• **Given task**
Leaving out the pictures, output the lines from the one that contains "suv in the photo above." through the end of the material, exactly as they stand.

• **Raw records**
○ ○ ○ ○

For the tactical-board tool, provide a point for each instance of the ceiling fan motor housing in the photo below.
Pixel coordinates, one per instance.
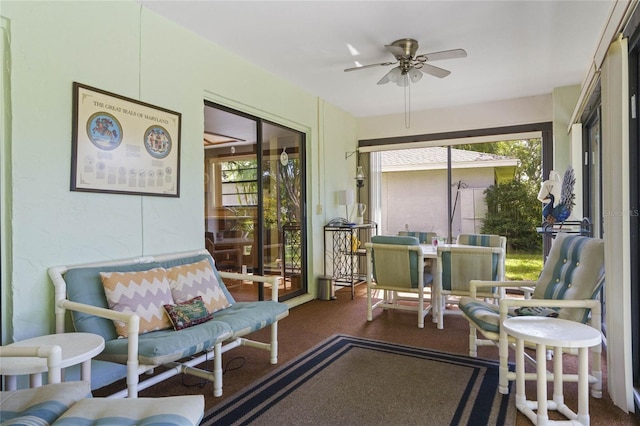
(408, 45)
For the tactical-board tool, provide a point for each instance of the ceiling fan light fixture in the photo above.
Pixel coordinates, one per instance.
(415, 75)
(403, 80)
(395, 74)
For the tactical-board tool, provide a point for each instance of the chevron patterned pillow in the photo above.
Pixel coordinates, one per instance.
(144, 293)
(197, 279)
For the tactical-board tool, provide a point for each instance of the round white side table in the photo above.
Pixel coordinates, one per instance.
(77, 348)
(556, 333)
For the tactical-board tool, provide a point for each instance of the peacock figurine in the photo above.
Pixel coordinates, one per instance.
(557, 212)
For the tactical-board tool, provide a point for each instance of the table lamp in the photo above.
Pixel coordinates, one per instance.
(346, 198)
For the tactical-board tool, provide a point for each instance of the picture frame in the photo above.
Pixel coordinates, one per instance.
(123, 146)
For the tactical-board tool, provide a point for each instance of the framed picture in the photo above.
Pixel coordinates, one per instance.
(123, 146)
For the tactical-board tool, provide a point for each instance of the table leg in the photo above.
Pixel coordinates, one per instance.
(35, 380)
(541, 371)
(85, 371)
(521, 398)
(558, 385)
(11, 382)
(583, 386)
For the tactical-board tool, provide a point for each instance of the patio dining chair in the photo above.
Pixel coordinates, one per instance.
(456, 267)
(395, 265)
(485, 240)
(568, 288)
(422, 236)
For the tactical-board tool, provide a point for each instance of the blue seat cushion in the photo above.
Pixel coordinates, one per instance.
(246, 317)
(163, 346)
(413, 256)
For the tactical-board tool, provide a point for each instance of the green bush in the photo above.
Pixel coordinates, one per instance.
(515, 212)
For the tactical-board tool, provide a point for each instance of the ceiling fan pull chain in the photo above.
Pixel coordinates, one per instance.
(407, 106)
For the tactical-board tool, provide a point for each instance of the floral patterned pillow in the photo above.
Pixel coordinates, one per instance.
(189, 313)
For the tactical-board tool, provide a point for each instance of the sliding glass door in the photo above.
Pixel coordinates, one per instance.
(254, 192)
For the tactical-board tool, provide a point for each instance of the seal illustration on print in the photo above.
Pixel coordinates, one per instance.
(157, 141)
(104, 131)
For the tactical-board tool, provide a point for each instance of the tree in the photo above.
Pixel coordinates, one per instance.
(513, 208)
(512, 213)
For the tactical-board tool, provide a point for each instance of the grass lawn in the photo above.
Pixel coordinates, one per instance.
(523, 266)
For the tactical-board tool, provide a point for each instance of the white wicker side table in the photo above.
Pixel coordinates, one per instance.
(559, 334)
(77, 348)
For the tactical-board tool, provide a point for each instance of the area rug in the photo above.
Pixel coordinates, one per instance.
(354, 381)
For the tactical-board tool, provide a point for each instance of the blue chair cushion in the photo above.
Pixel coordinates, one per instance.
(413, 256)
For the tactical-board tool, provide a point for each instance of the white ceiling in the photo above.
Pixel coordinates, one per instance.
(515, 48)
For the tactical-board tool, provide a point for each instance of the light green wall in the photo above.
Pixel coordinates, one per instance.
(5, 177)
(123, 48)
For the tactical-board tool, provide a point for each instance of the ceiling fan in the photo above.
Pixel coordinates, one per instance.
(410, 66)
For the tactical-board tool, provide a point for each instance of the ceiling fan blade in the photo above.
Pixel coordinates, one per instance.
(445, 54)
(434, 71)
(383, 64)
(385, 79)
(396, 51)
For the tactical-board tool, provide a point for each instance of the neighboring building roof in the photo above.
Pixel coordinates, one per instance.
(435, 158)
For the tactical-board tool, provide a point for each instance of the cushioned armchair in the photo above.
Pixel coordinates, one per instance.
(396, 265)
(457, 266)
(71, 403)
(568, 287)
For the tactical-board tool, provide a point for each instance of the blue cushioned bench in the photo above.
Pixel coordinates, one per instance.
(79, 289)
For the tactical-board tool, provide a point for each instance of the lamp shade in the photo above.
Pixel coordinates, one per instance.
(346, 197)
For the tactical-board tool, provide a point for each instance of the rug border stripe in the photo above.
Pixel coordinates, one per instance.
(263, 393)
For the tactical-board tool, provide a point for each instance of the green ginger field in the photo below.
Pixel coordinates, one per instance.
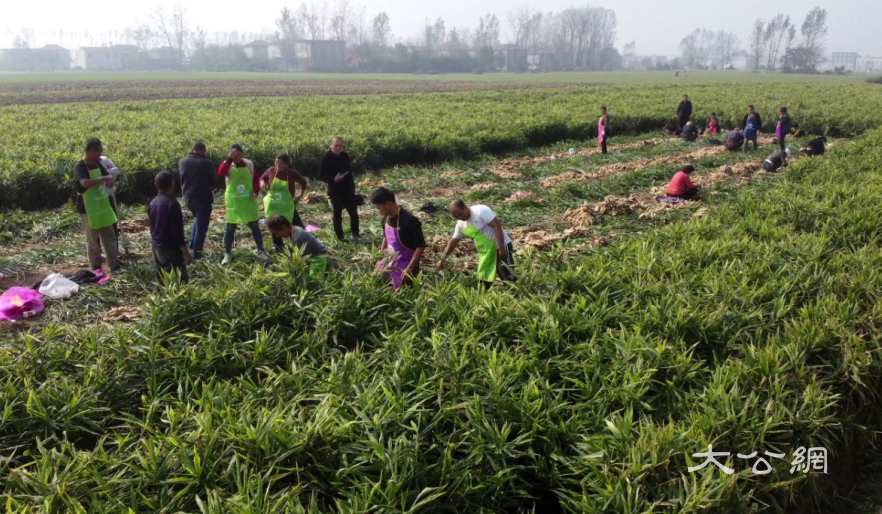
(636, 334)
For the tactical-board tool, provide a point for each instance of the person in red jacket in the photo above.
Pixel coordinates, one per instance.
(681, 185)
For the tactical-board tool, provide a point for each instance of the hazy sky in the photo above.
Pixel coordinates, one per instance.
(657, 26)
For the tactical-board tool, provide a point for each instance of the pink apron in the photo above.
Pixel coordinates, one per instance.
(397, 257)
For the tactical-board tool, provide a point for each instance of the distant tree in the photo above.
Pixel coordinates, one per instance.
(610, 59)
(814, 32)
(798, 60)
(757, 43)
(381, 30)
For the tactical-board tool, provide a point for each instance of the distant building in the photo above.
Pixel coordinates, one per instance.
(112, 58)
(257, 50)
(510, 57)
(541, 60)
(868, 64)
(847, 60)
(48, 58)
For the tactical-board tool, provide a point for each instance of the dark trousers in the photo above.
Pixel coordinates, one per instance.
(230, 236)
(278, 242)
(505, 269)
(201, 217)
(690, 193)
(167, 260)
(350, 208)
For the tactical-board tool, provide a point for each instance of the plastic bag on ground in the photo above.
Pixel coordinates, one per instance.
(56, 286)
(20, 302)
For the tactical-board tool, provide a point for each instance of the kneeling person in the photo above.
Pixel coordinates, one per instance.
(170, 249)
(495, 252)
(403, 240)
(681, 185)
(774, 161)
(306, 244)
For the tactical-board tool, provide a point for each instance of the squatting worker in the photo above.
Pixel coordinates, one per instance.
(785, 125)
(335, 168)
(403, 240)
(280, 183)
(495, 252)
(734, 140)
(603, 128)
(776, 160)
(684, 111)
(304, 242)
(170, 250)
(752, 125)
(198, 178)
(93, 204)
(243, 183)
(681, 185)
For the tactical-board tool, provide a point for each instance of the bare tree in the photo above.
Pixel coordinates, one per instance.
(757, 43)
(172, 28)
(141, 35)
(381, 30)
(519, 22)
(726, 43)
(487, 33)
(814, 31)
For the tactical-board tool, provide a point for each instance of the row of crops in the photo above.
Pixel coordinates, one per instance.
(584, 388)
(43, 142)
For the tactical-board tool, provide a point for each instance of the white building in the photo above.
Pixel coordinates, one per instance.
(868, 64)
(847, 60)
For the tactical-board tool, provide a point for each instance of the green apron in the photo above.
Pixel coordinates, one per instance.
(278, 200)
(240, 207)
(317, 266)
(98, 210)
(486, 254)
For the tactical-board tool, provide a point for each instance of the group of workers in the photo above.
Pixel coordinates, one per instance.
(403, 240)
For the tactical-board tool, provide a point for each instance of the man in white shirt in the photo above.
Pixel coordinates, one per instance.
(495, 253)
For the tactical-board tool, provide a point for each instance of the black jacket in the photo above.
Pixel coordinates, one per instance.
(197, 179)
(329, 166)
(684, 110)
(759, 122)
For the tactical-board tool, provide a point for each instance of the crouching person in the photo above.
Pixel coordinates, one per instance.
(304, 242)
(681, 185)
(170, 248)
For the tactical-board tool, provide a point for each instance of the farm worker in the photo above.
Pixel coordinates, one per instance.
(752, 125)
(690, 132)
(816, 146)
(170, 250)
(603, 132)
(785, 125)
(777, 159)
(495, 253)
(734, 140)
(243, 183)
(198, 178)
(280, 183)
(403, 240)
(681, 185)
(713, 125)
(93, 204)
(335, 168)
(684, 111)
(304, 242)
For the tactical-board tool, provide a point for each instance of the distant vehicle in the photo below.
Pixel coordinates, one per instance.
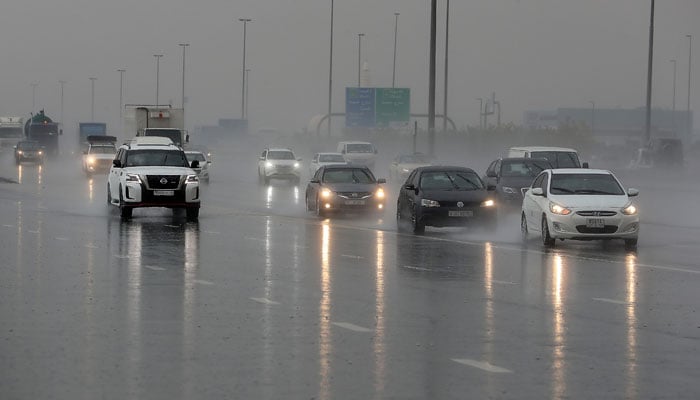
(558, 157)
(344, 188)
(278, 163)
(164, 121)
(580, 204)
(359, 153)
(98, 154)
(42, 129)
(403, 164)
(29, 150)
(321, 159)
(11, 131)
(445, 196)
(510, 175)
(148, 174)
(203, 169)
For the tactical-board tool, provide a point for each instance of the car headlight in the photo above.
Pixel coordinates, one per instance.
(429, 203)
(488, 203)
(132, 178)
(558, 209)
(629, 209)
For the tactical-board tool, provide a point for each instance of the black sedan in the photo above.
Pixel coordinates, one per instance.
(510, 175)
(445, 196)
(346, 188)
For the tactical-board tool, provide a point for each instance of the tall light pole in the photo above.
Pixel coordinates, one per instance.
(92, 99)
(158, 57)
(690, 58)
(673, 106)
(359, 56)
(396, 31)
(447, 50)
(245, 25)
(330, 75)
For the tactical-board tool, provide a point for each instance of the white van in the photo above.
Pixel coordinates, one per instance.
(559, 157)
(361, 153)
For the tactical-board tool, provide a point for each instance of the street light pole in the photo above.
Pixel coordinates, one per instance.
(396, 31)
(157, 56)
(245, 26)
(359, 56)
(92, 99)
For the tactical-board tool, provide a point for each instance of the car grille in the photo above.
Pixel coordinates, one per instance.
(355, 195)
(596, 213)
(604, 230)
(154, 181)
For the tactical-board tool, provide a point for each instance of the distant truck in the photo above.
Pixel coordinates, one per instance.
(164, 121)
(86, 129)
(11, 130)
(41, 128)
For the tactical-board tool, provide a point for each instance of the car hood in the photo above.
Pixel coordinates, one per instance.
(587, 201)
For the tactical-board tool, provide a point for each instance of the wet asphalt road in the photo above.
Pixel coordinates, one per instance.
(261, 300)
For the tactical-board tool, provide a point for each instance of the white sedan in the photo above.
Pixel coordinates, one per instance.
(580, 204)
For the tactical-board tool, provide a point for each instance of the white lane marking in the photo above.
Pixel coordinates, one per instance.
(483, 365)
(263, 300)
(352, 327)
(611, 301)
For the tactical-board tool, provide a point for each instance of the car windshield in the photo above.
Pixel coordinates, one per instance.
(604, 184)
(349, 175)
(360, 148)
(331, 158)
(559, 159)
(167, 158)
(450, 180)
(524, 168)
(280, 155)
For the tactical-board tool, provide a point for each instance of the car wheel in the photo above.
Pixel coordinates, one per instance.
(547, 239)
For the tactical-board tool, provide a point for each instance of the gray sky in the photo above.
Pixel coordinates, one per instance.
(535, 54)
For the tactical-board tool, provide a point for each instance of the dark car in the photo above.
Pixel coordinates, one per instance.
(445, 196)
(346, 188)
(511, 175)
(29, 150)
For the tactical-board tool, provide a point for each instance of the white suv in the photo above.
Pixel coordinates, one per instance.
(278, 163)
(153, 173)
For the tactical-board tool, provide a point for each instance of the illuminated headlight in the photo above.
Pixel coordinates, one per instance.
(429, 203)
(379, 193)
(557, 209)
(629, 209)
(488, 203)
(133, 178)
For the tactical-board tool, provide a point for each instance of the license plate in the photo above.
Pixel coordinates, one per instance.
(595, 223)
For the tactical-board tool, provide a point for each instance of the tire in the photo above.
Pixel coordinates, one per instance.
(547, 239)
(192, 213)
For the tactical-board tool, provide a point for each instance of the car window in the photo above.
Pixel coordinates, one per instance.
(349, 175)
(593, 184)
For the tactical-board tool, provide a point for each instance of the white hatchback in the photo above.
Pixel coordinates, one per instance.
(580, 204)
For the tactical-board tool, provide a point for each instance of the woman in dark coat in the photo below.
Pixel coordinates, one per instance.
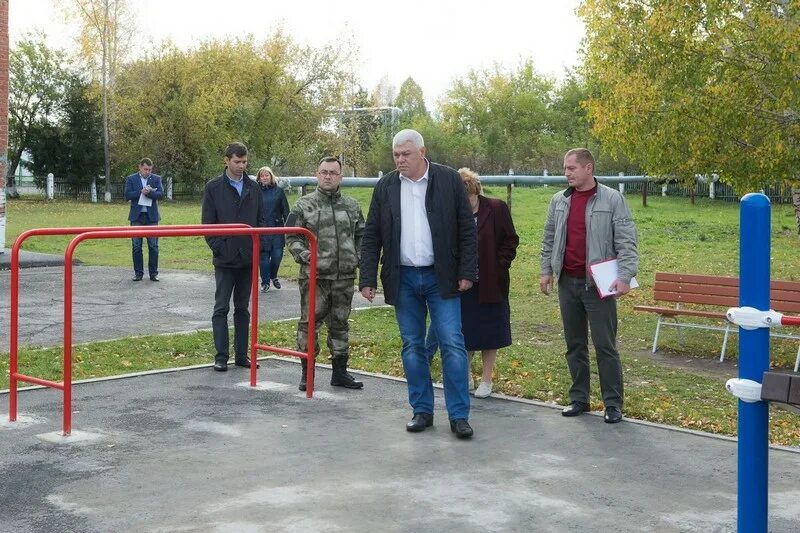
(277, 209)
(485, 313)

○ ○ ○ ○

• **Exercise answer**
For the tactical-board tool, provide a point for each instance of the white suv in the photo above.
Pixel coordinates, one per instance.
(278, 163)
(153, 173)
For the tactical-board tool, provide a point for each instance of the illuminated headlight in the photo above.
Pixel coordinates, one per instance.
(429, 203)
(379, 193)
(557, 209)
(629, 209)
(488, 203)
(133, 178)
For the tactical-board tool, provide a point for each instance of the license plate in the photo above.
Pixel coordinates, one per instance.
(595, 223)
For the tactical-board tool, provide a point for each instance of the tire in the photo above.
Pixel coordinates, one per instance.
(547, 239)
(192, 213)
For the tactical-board tool, provide a point for each instance of the car window in the photo above.
Pixel coordinates, one per instance.
(349, 175)
(593, 184)
For the tactical-board tool, provide a point for each instance of the white hatchback in the photo above.
Pixel coordinates, one per instance.
(580, 204)
For the tactical-board tool, provide a point for each instance of the woman in dark coat in the photo below.
Pixel coordinates, one per instance.
(277, 209)
(485, 313)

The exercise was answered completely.